Wednesday, 19 October 2011

The penetrated revolution -- By Firas Sawah


The following piece was written in Arabic by Firas Sawah فراس السّوّاح [AR], an independent Syrian scholar (from Homs, Syria) in the field of mythology, history of religion and biblical studies. It appeared [AR] on a Facebook page [AR] dedicated to him and his writings on September 17, 2011.
The penetrated revolution
By Firas Sawah
In 1971 I went to the United States on a scholarship given to me by the International Organization, and I was then thirty years old. I arrived to the capital Washington, DC during the height of the youth revolution that has moved from Europe to America [, albeit] a bit late. It was a revolution that aspired to change the world at the time, and to undermine the political and economic structures of modern capitalism. Millions of young people who belong to families that are well-off had left their homes and their well being and started to roam around the country to demonstrate, sing and dance, not for the sake of any living needs they had, but in order to undermine the false American democracy and to be in the pursuit of justice in the world. The beginning of their favorite song was: Power for the people. I marched with them and demonstrated against the Vietnam War. I attended their meetings and shared with them their evening sessions in front of their tents that they put up on the bank[s] of the Potomac River. I cannot forget that week during which demonstrators flocked to the capital from all over the country and surrounded the White House and the Capitol and other federal government institutions, and filled the city, which remained under their control for several days.
Those scenes remained etched in my memory for a long time, and I wondered whether we were going to have a similar revolution in the Arab world. But the revolution was delayed and the memories and the hopes had faded, all until they were brought back again forty years later. That was when the movement of young intellectuals in Syria broke out. It was a movement that assured me that the vitality that defined the Syrian people throughout their history had not died out, but was more like a smoldering ember under the ash, and which was about to produce flames. I dreamt of a country-wide youth movement that would re-create political opposition, starting from the street, and not from meetings of the educated political elites. But it soon became apparent to me that this movement (or revolution, as its people prefer to call it), and which snapped the first spark for the protests in the streets, demanding political and economic reform, this movement was born penetrated. This penetration came from several groups that followed the educated young people to the streets, working under the cover of their demands.

==================================================

* Tasks for this exercise:
1. Please rewrite the listing from its first line up to and including the line with "Outlines of the dense", replacing "even-odd rule" with "nonzero winding rule" and keeping everything else the same. Give only those lines.
2. Write the next part of the essay about the penetrated Syrian revolution, picking up after its final sentence.

* Provided data:
==================================================

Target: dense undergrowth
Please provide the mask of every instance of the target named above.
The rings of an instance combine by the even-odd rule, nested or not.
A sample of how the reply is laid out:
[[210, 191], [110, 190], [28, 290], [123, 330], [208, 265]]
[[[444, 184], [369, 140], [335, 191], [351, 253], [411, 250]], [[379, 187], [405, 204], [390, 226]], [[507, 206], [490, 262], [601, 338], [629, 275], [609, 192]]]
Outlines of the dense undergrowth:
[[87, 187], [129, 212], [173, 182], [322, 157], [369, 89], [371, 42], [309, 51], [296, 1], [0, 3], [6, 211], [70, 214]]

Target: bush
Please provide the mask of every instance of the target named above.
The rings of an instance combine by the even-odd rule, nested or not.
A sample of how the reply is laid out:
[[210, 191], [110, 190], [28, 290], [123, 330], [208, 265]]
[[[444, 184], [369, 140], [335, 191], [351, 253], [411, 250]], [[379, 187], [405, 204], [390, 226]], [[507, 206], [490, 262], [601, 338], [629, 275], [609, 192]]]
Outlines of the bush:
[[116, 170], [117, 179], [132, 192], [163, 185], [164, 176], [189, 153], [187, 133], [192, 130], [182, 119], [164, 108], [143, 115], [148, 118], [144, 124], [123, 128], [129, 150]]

==================================================

* Task-by-task results:
1.
Target: dense undergrowth
Please provide the mask of every instance of the target named above.
The rings of an instance combine by the nonzero winding rule, nested or not.
A sample of how the reply is laid out:
[[210, 191], [110, 190], [28, 290], [123, 330], [208, 265]]
[[[444, 184], [369, 140], [335, 191], [351, 253], [411, 250]], [[379, 187], [405, 204], [390, 226]], [[507, 206], [490, 262], [601, 338], [629, 275], [609, 192]]]
Outlines of the dense undergrowth:

2.
The first penetration was by Islamic fundamentalisms, which are known from their history not to have any tool in politics other than violence. And as violence inherently induces counter-violence, I appealed to the youth, in my first call to them on Facebook, to isolate themselves from this group. That's because the feet of both warring parties would crush and abort their noble movement. That was also because a misleading team from that group began to raise slogans inciting sectarian strife, which soon broke out in a number of neighborhoods and cities, and which turned into violent confrontations between the sons of the same country.
The second penetration came from a movement of protests with demands related to daily living needs. Members of that movement did not care about a new law for elections or a new parties law, as much as they were interested in solving their economic problems. And since they belong to the least educated segments of society, they were easily amenable to the calls for violence that emanated from suspicious parties. So, they bore arms, and citizens of the nation faced each other in a war that has no winner.
The third penetration was by the culture of revenge that is rooted in Arab psychology. In any confrontations between protesters and law enforcement forces, and during which adrenaline reaches its highest levels in the blood, there will be casualties on both sides. And those casualties increase with the excessive use of force by security forces. This in turn leads to boiling in the street, with the only motive being revenge. The greater the number of casualties was on the civilian side the greater was the desire for revenge, and it became difficult to break that vicious cycle.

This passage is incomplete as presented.